# Activity
Copy out every record precisely.

# Records for the task

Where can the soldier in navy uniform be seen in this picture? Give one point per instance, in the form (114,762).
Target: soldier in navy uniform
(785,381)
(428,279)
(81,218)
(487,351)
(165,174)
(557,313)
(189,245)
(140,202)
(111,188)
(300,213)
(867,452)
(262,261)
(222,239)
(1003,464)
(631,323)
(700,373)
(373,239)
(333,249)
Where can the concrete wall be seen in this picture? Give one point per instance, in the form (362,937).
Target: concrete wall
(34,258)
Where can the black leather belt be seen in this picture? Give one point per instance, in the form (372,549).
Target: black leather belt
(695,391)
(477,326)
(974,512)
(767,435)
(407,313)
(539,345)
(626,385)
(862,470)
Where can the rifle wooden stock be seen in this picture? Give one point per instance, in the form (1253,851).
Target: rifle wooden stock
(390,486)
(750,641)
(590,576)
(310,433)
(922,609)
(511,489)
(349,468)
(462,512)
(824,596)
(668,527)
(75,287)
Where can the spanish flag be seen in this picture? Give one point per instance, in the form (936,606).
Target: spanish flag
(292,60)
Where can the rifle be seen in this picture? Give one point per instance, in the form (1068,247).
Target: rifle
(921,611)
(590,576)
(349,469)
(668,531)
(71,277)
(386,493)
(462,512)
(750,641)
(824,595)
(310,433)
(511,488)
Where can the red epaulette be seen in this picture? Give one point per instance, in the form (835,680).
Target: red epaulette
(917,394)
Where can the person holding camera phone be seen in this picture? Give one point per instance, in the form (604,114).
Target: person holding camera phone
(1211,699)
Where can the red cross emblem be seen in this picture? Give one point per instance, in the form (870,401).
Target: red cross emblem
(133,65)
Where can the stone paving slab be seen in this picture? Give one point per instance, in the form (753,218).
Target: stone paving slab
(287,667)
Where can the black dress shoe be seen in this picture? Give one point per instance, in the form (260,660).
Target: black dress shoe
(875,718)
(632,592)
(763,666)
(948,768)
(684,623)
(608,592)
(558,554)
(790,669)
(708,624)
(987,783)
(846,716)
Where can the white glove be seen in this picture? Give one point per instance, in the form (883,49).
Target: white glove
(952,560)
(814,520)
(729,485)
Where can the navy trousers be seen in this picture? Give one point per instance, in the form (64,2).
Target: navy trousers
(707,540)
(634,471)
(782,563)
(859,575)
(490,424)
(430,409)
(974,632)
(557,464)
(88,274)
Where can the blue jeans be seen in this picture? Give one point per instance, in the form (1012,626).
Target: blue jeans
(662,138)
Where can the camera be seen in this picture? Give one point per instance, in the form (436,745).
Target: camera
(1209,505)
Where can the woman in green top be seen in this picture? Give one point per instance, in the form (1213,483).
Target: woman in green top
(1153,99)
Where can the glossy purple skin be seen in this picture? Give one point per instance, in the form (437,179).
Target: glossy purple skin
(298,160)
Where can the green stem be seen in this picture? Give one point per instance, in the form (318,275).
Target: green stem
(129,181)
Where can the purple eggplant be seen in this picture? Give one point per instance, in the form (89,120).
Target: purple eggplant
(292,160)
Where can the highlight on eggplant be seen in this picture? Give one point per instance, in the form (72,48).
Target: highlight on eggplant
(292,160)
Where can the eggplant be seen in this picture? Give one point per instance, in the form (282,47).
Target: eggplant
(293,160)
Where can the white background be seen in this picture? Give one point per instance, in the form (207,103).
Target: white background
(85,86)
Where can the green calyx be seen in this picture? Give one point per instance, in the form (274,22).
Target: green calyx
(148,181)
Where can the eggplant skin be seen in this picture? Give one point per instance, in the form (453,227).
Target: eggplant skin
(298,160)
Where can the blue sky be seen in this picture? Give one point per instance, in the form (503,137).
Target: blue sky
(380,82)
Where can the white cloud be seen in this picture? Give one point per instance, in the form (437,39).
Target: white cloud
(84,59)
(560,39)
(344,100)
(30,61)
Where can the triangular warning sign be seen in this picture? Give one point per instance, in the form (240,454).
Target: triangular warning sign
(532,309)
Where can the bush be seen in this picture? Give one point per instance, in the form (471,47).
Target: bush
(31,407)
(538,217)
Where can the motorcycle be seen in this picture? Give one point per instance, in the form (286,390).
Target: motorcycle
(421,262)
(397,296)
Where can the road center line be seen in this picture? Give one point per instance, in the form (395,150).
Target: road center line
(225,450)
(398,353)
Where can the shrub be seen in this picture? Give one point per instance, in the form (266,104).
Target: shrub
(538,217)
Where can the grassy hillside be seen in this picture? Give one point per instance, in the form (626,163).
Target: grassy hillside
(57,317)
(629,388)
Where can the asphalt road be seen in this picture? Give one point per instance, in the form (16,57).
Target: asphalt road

# Expected answer
Where can the soldier in navy uniform be seen in this picture? Give one point per instance, in the form (114,762).
Target: soldier in navy uniform
(785,381)
(428,279)
(81,218)
(487,351)
(165,174)
(557,313)
(189,245)
(140,202)
(111,188)
(300,213)
(867,452)
(262,261)
(222,239)
(1003,464)
(631,323)
(700,373)
(373,239)
(333,249)
Where can the concrete wall be seen in this picture? Give one point per instance, in the form (362,937).
Target: concrete wall
(34,258)
Where can the black leather belt be seen in this picture? Give one point per instance, in the form (372,549).
Target: black leather belt
(695,391)
(477,326)
(974,512)
(767,435)
(407,313)
(539,345)
(626,385)
(862,470)
Where can the rifle wooden stock be seen in this picture? Give one point per instance, in the form (1253,851).
Target: rifle wooden stock
(390,486)
(750,641)
(590,576)
(310,433)
(922,609)
(511,489)
(349,468)
(462,512)
(824,596)
(668,527)
(75,287)
Where can the spanish flag be seen in this picture? Give one point per instance, in the form (936,606).
Target: spanish flag
(292,60)
Where can the rifle be seen in this picture? Give one point per instance, in the form (1068,247).
Target: rifle
(921,611)
(590,576)
(349,469)
(668,531)
(71,277)
(386,493)
(462,512)
(750,641)
(824,595)
(310,433)
(511,488)
Where can the red epaulette be seen in this picture? Give one point per instance, in the form (835,680).
Target: red epaulette
(917,394)
Where can the person holding camera phone be seen in this picture? Give one point per instance, in the form (604,114).
Target: person holding camera phone
(1211,699)
Where can the red cross emblem be seen in this picture? Give one point per instance, in the form (870,401).
Target: red cross emblem
(133,65)
Where can the stone paving slab be seen in this picture? Give one point per instance, in the form (753,218).
Target: stone paving slab
(287,667)
Where can the black dress shoe be seen in this picture? Give one point per instance, in the form (260,660).
Target: black dress shoe
(875,718)
(632,592)
(763,666)
(948,768)
(684,623)
(608,592)
(558,554)
(790,669)
(708,624)
(987,783)
(846,716)
Where can the white glove be seen in this picture? Give one point per instance, in the form (883,49).
Target: white glove
(952,560)
(814,520)
(729,485)
Where can the navy trousers be seen in this picture? Give one point per instance, in the form (64,2).
Target: navy trousers
(707,540)
(634,471)
(782,563)
(859,575)
(490,424)
(430,409)
(974,632)
(557,464)
(88,274)
Where can the blue jeans be seen in this picture? Give one point per instance, in the form (1012,626).
Target: blue jeans
(662,138)
Where can the camera be seen in this picture? Give one point per instance, in the form (436,745).
Target: camera
(1209,505)
Where can the woman in green top be seen in this picture? Give one point per instance, in the form (1213,483).
Target: woman in green top
(1153,99)
Where can the glossy purple skin be seen in this picture? Give one point per instance, in the form (437,179).
Target: glossy purple skin
(298,160)
Where can the green stem be seen in this picture? Give one point per instance, in the form (318,275).
Target: green stem
(129,181)
Where can the purple eggplant be seen in this picture? Give one point per instance, in the form (89,120).
Target: purple eggplant
(292,160)
Where can the highlight on eggplant be seen in this picture? Give one point per instance, in the form (72,48).
Target: highlight on eggplant
(292,160)
Where can the eggplant be seen in this picture? Give one point per instance, in the form (282,47).
Target: eggplant
(293,160)
Where can the white background be seen in this picture? Give one point per instance, in the form (207,103).
Target: white background
(85,86)
Where can the green calyx be seen in this picture? Give one point per instance, in the form (274,22).
Target: green calyx
(148,181)
Where can the eggplant skin be seen in this picture? Give one point per instance, in the form (453,227).
Target: eggplant skin
(298,160)
Where can the blue sky be seen in this picture? Give one point per instance, in the form (503,137).
Target: blue sky
(380,82)
Where can the white cloud be seen in this picture? Give one point per instance, in the form (437,39).
Target: white cloud
(84,59)
(560,39)
(344,100)
(30,61)
Where can the triangular warning sign be seen in this picture? Give one point per instance, in the form (240,454).
Target: triangular warning sign
(532,309)
Where can the bush be seen in this picture? Give one point per instance, in the form (471,47).
Target: bush
(31,407)
(538,217)
Where can the motorcycle be seen in this picture? Give one point per instance, in the form (286,390).
Target: motorcycle
(421,262)
(397,296)
Where can the road center line be seen in this picture? Give one point per instance, in the form (395,150).
Target: road center line
(225,450)
(398,353)
Where can the shrub be seen in this picture? Give one point per instance, in the form (266,104).
Target: shrub
(538,217)
Where can the grassy hillside be seen in this picture? Give one point per instance, in the form (626,163).
Target: grassy hillside
(57,317)
(629,388)
Where can the asphalt road be seen in this picture? Give one point per instance, in the form (16,57).
Target: asphalt road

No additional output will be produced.